Reproduce the listing below word for word, leaving out the pictures.

(Stored items from a collection)
•••••

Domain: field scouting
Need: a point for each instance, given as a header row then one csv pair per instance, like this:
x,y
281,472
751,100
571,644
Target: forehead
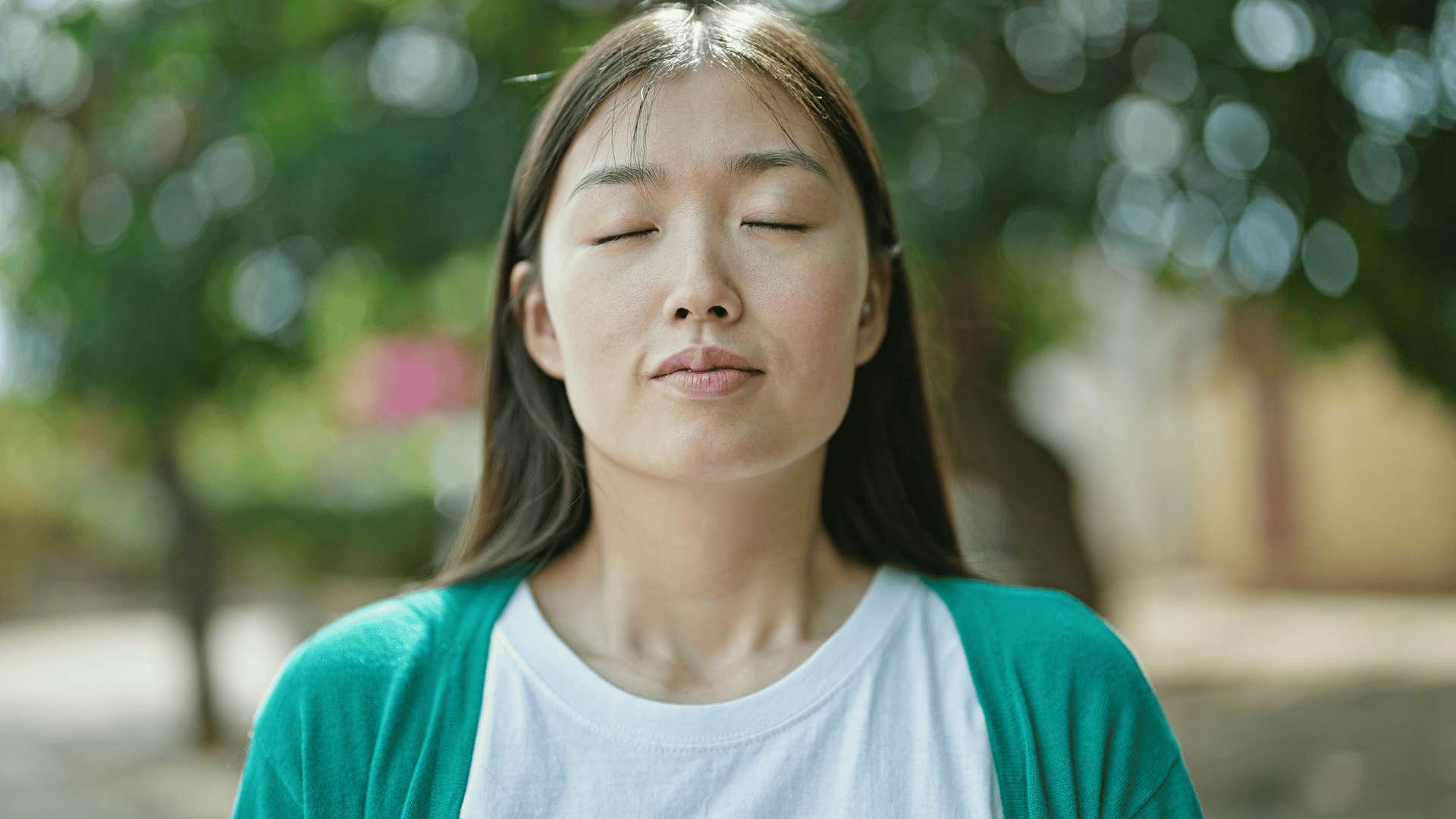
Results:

•••••

TASK RESULT:
Domain: field scouting
Need: a point for each instance, given as a header row then one csv pair per instance, like this:
x,y
281,472
751,100
571,644
Target: forehead
Results:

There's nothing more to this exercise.